■ **Your assignment**
Continue the essay on Becky's hidden flower strip and the painted window frames in Haiti, starting after its final line.

Passage provided START

Lexington, KY - In Kentucky, spring is often a concept rather than a season -
winter to summer in 60 seconds. This year there has been an unusual interval between those two life threatening periods. It was the season of storms. One evening when my wife and I were listening to TV weather advisories with the basement door open, Becky began talking about flowers and what to plant where.
I like flowers and applaud what Becky does with the home place each year, but I'm always puzzled by the amount of attention she gives to the narrow strip of yard between our house and our neighbor's driveway. It's pretty much out of sight to us, our neighbor and anyone passing by. Put the flowers where we can see them, and especially the plants that attract butterflies, I suggest. I don't push this, lest I be recruited for garden duty.
Actually, I do understand her caring for that little patch of earth. Some years ago Ann Thomas, a writer and wife of seminary classmate Phil, made a number of trips to Haiti where they worked with the sisters of the Society of St. Margaret. On the first visit Ann was taken with color: "These creative people decorate their taxis as well as the very shirts on their backs. I climbed the bell tower of the cathedral and found gaily painted window frames where only the pigeons could enjoy them."
And God, of course. Something beautiful for God.

Passage provided END
Given data START

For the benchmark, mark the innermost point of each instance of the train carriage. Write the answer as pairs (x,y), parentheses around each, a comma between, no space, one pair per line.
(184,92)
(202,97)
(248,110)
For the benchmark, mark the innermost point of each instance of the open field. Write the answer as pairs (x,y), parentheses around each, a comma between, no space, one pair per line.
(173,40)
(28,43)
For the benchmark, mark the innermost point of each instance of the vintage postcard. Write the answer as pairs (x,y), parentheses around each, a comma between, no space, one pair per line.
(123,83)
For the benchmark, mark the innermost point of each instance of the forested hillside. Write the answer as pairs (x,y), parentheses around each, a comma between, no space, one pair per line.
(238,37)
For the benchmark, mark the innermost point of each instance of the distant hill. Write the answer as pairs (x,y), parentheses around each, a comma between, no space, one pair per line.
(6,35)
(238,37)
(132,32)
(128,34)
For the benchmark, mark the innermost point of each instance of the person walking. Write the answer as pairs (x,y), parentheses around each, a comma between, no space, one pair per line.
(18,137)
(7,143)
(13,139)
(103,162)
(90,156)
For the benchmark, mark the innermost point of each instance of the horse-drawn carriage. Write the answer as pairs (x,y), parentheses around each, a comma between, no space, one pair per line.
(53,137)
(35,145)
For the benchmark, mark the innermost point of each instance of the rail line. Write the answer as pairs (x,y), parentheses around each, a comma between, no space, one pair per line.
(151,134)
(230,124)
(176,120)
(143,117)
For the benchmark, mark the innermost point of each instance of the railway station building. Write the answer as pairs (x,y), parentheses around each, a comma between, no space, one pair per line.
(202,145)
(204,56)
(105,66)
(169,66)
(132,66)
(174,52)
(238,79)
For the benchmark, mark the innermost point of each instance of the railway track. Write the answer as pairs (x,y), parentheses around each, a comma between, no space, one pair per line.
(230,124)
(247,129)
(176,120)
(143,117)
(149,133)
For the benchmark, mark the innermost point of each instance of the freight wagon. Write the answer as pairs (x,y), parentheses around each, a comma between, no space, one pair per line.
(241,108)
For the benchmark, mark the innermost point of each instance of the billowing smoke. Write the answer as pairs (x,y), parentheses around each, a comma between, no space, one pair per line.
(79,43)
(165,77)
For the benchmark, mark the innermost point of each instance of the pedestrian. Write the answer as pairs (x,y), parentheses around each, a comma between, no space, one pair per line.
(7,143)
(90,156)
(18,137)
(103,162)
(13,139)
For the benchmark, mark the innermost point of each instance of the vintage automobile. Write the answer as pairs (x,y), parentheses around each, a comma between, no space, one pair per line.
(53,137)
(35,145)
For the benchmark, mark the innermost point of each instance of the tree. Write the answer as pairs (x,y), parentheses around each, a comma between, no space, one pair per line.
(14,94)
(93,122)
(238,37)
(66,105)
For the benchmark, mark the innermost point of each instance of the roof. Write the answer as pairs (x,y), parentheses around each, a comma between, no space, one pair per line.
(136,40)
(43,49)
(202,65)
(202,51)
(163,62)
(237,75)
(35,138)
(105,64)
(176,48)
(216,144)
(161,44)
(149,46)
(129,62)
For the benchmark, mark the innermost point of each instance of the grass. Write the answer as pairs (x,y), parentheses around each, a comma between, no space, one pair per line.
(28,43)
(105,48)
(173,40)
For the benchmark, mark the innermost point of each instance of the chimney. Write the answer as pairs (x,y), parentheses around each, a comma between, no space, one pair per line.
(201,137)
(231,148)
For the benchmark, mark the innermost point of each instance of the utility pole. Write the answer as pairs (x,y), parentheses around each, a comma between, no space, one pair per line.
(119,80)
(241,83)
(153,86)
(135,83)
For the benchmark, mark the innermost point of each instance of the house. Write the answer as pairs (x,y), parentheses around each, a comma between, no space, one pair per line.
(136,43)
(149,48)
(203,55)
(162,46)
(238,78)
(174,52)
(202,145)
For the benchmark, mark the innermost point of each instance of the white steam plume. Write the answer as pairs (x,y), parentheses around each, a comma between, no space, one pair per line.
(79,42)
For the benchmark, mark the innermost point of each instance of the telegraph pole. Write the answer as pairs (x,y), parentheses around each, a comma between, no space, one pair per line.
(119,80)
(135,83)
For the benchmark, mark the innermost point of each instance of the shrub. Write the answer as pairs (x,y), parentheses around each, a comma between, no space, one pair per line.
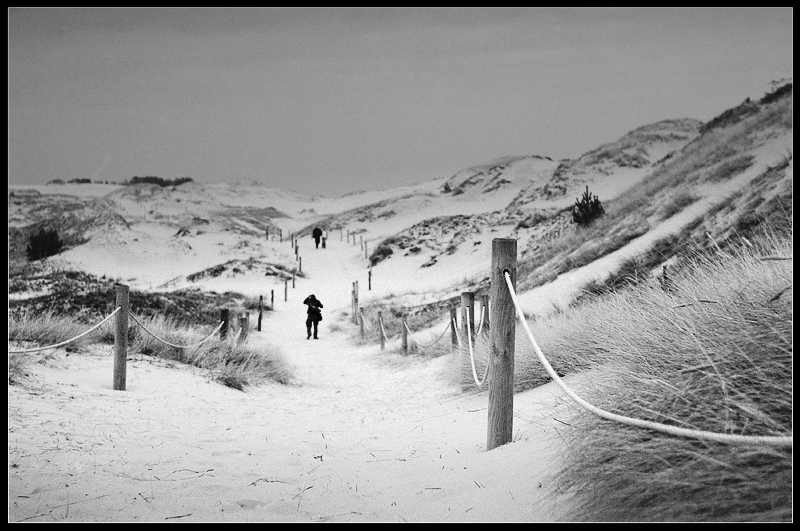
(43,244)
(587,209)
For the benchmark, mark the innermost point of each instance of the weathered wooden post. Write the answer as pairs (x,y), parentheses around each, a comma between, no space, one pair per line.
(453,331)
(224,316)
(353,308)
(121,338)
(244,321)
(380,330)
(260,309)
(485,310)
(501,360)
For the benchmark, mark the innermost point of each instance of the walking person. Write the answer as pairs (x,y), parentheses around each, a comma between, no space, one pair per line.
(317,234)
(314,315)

Given data END
Given data START

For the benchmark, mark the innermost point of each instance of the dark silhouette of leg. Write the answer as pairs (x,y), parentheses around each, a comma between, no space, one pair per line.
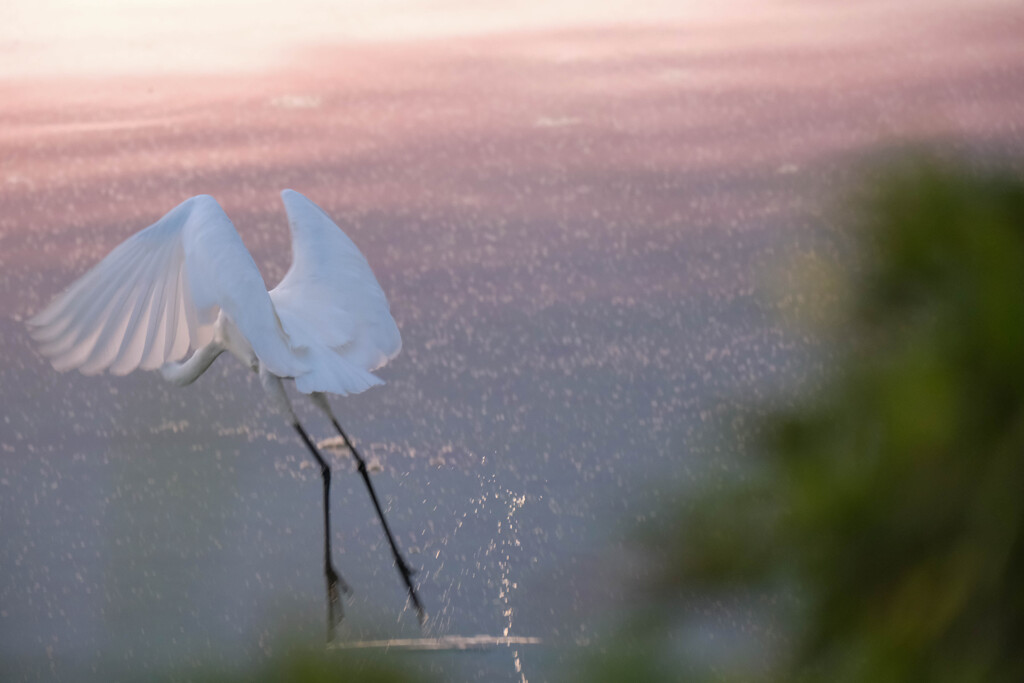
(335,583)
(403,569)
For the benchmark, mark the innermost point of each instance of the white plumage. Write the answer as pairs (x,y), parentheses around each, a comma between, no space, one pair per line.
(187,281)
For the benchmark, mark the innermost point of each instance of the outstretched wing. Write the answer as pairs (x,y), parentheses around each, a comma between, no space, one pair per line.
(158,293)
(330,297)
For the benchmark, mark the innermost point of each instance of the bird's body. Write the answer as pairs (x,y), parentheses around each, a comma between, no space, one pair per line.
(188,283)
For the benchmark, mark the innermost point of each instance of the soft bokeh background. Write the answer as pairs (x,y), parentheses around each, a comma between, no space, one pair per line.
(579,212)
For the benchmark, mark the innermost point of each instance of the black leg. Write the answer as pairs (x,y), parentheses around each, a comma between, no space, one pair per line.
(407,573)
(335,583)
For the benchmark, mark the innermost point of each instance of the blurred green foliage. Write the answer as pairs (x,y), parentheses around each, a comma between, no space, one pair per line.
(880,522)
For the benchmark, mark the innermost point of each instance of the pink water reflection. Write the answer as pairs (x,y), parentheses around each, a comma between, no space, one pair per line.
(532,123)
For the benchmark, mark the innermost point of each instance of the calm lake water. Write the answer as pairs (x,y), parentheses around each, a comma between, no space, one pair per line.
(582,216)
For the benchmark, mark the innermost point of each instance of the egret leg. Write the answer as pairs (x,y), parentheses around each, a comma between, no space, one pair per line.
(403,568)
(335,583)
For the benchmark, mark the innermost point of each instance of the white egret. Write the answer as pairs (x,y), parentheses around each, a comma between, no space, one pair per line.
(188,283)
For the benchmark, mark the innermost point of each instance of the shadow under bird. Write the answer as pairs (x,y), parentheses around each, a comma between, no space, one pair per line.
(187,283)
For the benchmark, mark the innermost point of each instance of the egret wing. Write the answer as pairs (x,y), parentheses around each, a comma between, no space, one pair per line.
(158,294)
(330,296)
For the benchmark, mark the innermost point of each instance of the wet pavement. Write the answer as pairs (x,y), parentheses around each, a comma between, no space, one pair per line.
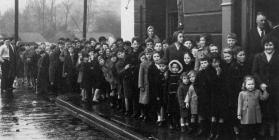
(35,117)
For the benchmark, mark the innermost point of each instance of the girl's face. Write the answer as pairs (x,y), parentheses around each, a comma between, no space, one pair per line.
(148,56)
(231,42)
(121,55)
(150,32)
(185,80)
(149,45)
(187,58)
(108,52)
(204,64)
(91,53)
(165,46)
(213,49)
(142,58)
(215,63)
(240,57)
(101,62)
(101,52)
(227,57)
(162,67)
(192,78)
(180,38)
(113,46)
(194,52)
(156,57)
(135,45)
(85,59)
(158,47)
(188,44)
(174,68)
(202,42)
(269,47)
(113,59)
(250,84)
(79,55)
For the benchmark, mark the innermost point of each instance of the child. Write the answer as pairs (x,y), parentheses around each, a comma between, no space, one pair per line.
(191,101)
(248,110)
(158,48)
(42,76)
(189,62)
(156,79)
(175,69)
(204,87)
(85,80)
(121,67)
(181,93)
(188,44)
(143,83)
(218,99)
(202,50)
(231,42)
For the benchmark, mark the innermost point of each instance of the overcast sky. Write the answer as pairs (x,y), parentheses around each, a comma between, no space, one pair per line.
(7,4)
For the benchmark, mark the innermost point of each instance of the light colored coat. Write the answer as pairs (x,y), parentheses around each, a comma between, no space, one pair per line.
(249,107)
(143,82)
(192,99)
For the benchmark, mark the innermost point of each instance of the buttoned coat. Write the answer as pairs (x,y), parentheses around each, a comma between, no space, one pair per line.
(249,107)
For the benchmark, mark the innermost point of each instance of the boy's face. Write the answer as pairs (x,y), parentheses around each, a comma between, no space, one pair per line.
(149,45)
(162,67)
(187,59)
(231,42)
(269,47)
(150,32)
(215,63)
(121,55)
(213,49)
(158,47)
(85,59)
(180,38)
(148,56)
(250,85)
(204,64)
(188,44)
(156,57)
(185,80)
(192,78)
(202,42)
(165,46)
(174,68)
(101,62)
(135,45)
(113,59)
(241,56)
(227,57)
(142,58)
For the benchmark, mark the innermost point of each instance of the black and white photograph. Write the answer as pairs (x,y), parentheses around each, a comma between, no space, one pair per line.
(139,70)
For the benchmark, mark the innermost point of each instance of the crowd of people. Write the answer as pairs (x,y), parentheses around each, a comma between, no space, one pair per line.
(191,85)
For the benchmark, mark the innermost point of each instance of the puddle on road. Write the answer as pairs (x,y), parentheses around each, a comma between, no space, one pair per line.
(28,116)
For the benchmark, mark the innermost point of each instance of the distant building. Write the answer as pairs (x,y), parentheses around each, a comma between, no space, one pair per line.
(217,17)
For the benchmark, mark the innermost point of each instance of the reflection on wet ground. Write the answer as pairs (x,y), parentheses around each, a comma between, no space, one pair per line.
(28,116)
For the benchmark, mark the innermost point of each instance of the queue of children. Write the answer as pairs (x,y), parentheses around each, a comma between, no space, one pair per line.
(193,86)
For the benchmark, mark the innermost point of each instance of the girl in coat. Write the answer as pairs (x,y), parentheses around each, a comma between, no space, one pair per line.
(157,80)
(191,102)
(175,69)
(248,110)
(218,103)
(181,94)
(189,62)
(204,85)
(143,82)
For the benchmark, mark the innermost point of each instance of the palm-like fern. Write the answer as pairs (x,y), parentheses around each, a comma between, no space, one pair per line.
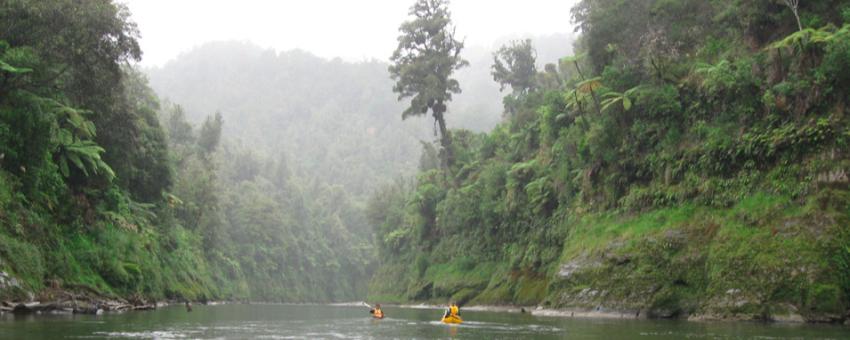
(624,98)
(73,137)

Given data END

■ **Exercise response**
There's a story behind the paintings in the Anglican cathedral in Port-au-Prince. In his 1963 book "Global Odyssey: Visiting the Anglican Churches," Howard A. Johnson wrote about them:
"Haiti, a country incapable, it would seem, of self-government, chronically in crisis, destitute and diseased, came at last to have a low opinion of itself -
one of the worst things that can happen to a nation or a person. Yet there were Haitian artists who tried to express beauty." These artists went to the local Roman Catholic archbishop, as Johnson describes, and showed him their designs, asking permission to paint their vision of the gospel on the Catholic cathedral's walls. He refused, citing the pure 14th-century Gothic design.
Then the artists went to Anglican Bishop Alfred Voegli. "He drew a deep breath. It took courage. 'Go ahead and paint,' he said."
Johnson wrote that Voegli must have wondered, as work progressed, what he had agreed to; as it turned out, it was a "renaissance of Haitian art and a new self-respect among the people of Haiti." Artists came from all over the globe be to look and laud.
"Imagine a whole transept given over to a depiction, Haitian version, of the wedding feast at Cana. The father of the bride, spruced up and transparently happy in a double-breasted suit, sits in a rocking chair, puffing on a cigar and nodding his benediction over the bridal pair and the friends who have come to rejoice. ... All at once it is not Cana of Galilee where this happened, though indeed it did happen there. It is happening now in Port-au-Prince.
"As your eye travels down from the mural it comes to rest on the same people you found within that mural. There they are -
hundreds of them, kneeling -
in Sunday best, spotless white, although many of them, carrying their shoes on their head, have walked half the night down the mountains to get to the cathedral."
The murals, of course, were broken up in the 2010 earthquake. It remains to be seen how much of the art, if any, will be recoverable.
No matter what happens, this is truth, that no work of beauty is ever wasted, even if only the pigeons or the butterflies enjoy it, or even if the beauty lives only in memory.
Just as, we might remember, no act of kindness, no matter how small, is ever wasted. It is also beautiful and pleasing to God.